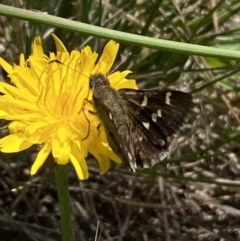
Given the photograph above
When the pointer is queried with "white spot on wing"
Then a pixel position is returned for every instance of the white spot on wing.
(144, 102)
(154, 117)
(168, 94)
(159, 112)
(146, 125)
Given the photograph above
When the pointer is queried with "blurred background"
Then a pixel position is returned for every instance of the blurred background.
(194, 195)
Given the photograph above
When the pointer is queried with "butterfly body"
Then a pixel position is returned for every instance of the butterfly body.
(139, 123)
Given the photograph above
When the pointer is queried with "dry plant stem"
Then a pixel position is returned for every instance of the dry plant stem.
(163, 202)
(61, 179)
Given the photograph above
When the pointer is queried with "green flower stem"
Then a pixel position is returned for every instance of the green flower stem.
(61, 178)
(119, 36)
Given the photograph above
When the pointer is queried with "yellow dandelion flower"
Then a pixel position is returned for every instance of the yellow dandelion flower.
(47, 101)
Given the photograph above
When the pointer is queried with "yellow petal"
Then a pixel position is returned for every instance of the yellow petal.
(41, 158)
(79, 162)
(13, 143)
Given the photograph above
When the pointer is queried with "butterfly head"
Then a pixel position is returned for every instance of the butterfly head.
(98, 80)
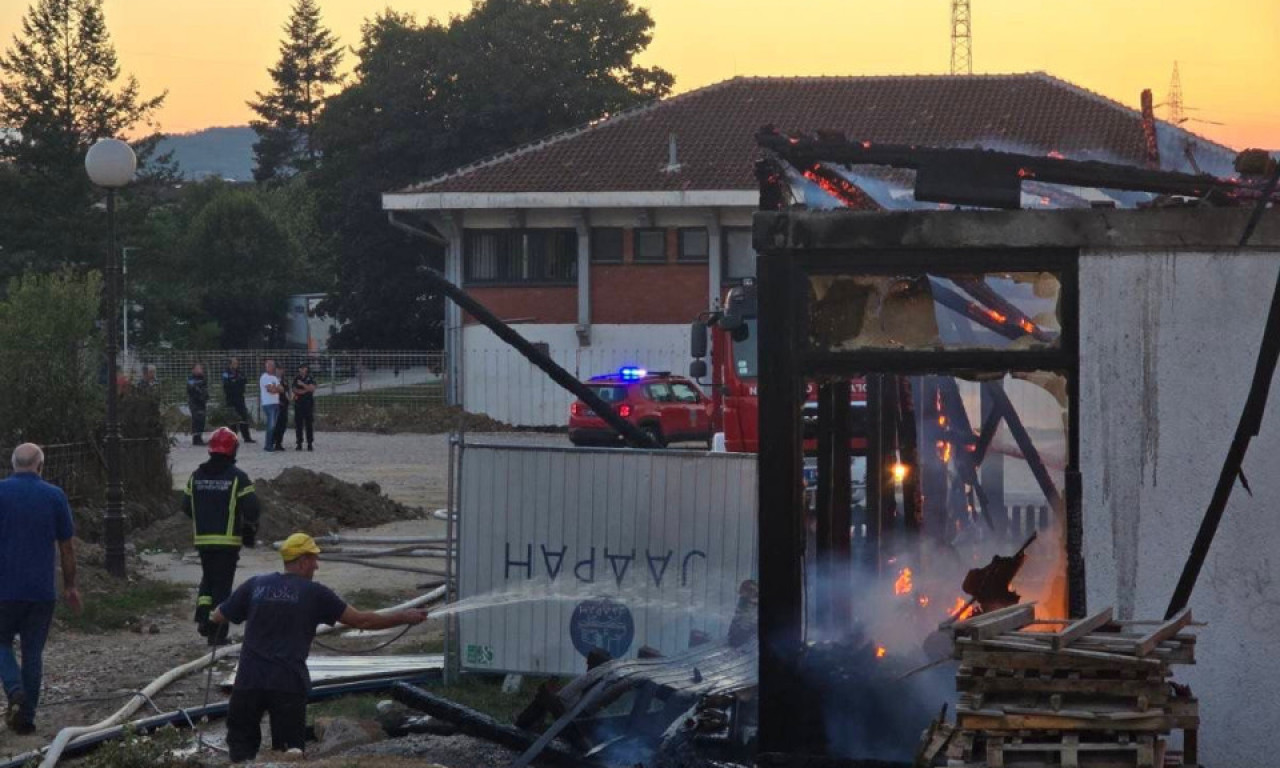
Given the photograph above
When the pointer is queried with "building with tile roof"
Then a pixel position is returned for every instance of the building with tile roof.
(606, 241)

------------------------

*What you need to do*
How many lines in the items above contain the word "body"? Reply with the number alone.

*Task solution*
2